Exercise: Select, from the material below, each line with "above" in it.
:: Data in this exercise ::
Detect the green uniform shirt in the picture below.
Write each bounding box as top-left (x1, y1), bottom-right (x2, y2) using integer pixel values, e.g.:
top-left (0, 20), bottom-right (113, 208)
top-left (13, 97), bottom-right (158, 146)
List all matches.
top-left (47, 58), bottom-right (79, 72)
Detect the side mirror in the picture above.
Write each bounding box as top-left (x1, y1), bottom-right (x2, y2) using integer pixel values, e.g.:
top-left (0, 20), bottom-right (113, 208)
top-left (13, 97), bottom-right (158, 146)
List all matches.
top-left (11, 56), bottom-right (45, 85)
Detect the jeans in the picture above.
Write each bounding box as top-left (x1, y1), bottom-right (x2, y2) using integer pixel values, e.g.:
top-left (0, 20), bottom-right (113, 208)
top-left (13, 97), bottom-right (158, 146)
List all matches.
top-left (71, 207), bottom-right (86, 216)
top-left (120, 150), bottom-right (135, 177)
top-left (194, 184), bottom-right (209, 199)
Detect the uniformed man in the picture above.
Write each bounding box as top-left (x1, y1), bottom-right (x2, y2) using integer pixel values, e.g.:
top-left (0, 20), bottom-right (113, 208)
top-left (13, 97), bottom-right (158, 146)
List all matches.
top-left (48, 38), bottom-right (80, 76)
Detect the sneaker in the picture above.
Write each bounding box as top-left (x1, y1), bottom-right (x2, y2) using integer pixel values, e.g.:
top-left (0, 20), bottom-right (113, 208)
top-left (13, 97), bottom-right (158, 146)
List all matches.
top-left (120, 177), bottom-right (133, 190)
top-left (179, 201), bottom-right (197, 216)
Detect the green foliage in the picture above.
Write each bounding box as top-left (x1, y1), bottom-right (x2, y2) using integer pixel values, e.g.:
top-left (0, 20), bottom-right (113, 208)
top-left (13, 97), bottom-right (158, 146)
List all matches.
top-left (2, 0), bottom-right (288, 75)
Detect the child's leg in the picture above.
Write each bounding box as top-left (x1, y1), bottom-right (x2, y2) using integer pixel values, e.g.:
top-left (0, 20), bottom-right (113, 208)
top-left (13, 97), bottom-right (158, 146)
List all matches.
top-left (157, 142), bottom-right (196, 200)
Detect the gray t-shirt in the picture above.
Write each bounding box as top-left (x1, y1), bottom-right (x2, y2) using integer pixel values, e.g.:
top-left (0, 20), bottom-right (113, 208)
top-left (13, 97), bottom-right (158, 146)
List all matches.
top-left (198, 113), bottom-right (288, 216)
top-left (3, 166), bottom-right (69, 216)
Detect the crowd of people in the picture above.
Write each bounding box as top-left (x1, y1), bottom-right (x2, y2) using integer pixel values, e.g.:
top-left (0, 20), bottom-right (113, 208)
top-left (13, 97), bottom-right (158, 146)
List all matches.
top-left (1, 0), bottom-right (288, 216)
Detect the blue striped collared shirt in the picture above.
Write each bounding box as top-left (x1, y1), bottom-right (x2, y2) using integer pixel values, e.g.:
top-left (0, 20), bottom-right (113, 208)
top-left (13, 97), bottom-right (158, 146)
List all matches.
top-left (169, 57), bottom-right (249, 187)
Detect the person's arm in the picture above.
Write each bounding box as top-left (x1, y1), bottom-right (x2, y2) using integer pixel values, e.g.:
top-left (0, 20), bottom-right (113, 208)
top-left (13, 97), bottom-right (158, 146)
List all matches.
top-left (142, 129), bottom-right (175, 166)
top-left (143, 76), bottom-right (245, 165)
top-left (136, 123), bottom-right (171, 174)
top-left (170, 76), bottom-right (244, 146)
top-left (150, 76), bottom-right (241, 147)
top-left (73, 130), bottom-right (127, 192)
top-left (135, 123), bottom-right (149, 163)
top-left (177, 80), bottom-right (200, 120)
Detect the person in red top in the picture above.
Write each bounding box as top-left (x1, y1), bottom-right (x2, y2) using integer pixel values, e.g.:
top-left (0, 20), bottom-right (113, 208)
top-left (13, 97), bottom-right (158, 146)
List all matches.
:::
Answer box:
Detect the side mirror in the picture above.
Detect the jeans in the picture above.
Detect the uniformed man in the picture above.
Detect the sneaker in the picture above.
Detect the green foliage in the picture above.
Detect the child's leg in the picture above.
Detect the gray t-shirt in the picture above.
Detect the crowd of people in the picture above.
Detect the blue striped collared shirt in the picture above.
Detect the person's arm in the picture above.
Detect the person in red top in the picture above.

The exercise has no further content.